Source passage
The sign the Pakistani men are holding should read "Hang Asia"
The sign the Pakistani men are holding should read “Hang Asia”

Have you heard about Asia Bibi? She’s the Christian woman who was imprisoned because of unsubstantiated charges made against her by her neighbors in Pakistan. Although she was finally found innocent, she remains in Pakistan. But she can’t live there because radicals trying to kill her. And they don’t want to let her leave the country.

The radically leftist UK Guardian says:

The family of Asia Bibi, the Christian woman who spent eight years on death row in Pakistan for blasphemy before being acquitted three weeks ago, claim they are being hunted by extremists going house to house with their photographs to try to track them down.

Bibi’s family have been in hiding since her acquittal by the country’s supreme court. She is in protective custody as part of a deal between the government and a hardline Islamic party, under which violent protests were called off while a review of the court ruling was undertaken.

Bibi’s lawyer, relatives and supporters have appealed for the family to be given asylum in a European or north American country.

Although the United Kingdom has taken in millions of unskilled immigrants from the Middle East – including many who started sex-trafficking rings  using underage British girls – they don’t want to take in Bibi. Why not?

Exercise tasks
a. In the passage about Asia Bibi, how many years did she spend on death row in Pakistan?
b. Write out everything in the passage about Asia Bibi from "Have you heard" down to "leave the country.".

Information given
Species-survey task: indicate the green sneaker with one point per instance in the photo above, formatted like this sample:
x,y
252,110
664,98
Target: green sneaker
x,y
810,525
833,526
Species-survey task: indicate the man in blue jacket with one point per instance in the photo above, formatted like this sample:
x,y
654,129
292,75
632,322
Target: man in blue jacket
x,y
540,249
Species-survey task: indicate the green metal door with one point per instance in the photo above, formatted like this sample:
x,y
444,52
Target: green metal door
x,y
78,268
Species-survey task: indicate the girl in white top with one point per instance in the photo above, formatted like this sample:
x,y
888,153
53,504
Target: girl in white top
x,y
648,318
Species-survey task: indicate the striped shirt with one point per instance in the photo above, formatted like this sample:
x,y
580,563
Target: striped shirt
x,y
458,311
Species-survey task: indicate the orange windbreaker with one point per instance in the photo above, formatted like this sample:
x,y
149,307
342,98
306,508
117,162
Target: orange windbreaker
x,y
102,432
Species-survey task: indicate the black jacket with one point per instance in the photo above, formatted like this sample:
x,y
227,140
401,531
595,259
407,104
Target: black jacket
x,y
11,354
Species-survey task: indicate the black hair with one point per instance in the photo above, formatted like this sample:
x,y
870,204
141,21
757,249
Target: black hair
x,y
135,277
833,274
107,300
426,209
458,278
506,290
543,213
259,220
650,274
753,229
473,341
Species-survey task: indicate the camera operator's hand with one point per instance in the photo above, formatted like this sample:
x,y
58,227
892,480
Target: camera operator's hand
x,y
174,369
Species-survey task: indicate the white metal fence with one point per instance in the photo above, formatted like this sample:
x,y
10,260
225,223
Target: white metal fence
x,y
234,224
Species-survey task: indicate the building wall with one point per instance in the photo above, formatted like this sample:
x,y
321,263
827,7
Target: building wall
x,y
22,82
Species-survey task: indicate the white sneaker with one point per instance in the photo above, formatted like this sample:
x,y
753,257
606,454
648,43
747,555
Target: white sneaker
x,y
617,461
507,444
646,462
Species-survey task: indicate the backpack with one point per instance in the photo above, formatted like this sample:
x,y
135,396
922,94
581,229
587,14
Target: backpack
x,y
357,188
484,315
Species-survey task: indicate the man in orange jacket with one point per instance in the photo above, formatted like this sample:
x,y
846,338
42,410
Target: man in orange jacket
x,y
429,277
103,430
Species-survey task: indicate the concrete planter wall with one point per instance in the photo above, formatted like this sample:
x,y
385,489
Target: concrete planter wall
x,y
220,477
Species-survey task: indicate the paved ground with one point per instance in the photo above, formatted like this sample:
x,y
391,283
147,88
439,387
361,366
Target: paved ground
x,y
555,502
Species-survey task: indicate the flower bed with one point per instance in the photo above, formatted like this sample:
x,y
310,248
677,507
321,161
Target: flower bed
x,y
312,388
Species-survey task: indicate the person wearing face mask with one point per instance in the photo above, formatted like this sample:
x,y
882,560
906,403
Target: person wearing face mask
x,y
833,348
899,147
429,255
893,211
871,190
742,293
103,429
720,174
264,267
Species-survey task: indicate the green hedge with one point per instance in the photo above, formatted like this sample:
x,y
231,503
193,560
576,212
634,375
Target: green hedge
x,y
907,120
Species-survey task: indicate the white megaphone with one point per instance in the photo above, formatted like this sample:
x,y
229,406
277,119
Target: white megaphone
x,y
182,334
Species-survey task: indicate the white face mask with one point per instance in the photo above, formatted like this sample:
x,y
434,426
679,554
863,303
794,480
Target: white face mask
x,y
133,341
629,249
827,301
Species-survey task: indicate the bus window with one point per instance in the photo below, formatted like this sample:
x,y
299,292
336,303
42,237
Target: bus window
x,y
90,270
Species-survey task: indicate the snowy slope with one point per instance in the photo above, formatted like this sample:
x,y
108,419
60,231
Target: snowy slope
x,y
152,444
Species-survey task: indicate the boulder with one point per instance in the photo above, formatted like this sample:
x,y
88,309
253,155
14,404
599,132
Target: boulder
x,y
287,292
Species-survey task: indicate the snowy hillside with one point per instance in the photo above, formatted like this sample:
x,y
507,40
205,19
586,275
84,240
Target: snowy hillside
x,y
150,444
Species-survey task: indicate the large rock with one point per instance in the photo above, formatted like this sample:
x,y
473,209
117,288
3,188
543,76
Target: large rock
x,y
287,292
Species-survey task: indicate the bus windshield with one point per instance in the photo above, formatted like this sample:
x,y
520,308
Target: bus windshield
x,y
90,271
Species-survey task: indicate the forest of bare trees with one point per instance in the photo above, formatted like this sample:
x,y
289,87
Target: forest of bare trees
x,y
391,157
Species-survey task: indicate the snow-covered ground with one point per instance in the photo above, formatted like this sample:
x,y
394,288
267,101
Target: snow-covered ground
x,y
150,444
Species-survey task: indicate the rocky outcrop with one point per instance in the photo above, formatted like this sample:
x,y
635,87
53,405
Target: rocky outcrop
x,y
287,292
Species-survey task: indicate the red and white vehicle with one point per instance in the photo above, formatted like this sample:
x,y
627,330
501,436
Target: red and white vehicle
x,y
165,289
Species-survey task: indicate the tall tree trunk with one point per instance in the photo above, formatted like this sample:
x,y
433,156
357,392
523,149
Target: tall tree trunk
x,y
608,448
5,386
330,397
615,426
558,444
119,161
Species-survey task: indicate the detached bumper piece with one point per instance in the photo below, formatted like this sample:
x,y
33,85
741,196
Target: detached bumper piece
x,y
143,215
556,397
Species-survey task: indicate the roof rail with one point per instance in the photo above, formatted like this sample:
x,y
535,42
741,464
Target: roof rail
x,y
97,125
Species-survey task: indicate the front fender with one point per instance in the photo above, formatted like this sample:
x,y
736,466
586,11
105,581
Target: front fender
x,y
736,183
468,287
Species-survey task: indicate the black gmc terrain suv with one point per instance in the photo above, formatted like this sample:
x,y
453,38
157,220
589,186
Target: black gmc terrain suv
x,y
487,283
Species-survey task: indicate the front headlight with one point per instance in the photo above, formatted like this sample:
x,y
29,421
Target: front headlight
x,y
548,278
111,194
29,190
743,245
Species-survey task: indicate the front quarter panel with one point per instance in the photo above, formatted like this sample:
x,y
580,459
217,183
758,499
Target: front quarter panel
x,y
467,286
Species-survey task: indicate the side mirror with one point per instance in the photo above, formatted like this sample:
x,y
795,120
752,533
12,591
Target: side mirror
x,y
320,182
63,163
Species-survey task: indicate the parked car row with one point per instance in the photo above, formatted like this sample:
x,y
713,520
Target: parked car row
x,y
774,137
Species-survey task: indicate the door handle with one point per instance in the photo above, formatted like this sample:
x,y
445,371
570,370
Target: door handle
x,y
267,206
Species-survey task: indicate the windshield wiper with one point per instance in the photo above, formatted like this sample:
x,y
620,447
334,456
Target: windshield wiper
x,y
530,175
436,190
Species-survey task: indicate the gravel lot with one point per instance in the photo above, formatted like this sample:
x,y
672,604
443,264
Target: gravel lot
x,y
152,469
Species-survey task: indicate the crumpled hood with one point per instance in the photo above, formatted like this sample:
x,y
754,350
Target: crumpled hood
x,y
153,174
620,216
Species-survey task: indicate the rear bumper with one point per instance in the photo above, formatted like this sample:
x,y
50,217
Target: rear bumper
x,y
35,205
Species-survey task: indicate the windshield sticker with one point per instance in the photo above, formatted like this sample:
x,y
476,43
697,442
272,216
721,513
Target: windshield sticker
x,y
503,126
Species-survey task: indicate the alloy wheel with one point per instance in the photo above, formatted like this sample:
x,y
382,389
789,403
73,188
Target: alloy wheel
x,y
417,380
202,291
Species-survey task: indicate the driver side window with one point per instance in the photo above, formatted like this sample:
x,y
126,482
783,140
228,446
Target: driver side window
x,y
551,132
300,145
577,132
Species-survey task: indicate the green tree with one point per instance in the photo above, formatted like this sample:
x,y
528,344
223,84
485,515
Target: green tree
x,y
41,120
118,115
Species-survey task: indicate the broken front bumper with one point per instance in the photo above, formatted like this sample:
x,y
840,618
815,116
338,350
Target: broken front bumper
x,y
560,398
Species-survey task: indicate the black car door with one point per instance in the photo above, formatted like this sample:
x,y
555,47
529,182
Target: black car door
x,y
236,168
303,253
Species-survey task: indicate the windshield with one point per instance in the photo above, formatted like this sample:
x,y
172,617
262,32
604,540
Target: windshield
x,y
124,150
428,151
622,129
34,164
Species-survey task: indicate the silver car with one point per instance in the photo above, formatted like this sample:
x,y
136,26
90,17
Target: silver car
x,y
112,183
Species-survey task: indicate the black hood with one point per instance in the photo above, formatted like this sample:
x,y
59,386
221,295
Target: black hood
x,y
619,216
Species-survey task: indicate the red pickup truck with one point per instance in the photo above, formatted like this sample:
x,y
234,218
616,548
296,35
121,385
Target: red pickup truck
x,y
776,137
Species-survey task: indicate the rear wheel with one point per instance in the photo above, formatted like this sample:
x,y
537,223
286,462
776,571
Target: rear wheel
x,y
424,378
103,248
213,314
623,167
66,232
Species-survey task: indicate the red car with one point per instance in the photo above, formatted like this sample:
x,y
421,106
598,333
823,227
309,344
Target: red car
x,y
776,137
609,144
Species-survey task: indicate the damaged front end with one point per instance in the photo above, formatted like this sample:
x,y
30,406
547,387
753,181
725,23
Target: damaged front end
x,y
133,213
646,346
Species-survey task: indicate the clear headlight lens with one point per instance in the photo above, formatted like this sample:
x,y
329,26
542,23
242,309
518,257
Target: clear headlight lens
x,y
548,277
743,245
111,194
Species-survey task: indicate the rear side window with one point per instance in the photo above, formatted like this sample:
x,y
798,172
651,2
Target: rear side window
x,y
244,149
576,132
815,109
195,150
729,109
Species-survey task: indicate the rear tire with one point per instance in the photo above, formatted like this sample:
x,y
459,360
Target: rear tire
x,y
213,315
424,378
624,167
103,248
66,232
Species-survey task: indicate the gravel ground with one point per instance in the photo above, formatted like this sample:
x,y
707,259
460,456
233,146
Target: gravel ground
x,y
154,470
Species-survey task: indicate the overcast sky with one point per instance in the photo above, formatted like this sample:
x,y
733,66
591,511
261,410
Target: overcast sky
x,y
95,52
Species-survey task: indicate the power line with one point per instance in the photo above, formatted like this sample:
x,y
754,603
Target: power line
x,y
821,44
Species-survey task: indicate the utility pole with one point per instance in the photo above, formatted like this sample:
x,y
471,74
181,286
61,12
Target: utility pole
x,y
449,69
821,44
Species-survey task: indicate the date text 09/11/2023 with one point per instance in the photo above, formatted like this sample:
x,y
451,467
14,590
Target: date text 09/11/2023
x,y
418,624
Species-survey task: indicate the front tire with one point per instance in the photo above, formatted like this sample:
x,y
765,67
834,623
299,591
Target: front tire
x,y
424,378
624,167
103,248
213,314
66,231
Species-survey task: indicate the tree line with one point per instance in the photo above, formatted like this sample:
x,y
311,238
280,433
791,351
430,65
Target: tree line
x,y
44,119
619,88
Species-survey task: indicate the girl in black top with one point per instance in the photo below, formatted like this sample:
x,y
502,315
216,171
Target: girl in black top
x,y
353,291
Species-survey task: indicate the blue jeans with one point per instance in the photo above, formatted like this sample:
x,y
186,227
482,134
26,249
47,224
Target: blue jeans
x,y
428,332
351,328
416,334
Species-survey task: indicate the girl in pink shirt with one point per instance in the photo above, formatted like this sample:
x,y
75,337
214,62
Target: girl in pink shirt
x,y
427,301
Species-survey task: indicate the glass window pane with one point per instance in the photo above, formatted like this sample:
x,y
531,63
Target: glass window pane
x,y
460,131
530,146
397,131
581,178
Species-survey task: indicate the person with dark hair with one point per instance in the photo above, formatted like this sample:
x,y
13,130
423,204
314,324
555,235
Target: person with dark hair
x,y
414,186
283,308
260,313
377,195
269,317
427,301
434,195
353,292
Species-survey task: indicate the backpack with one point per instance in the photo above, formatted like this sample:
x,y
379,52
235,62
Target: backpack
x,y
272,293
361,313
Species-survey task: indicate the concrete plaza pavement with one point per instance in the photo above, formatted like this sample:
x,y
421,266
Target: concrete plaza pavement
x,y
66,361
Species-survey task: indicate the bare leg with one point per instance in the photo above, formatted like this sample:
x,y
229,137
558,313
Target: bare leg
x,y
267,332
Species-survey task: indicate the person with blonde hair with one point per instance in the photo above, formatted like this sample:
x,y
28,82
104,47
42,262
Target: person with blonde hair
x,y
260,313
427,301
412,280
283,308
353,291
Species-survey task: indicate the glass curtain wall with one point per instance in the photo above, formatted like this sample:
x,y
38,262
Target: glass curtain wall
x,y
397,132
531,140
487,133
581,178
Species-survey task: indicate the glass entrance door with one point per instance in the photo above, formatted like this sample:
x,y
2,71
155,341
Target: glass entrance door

Answers to each task
a. Eight years.

b.
Have you heard about Asia Bibi? She’s the Christian woman who was imprisoned because of unsubstantiated charges made against her by her neighbors in Pakistan. Although she was finally found innocent, she remains in Pakistan. But she can’t live there because radicals trying to kill her. And they don’t want to let her leave the country.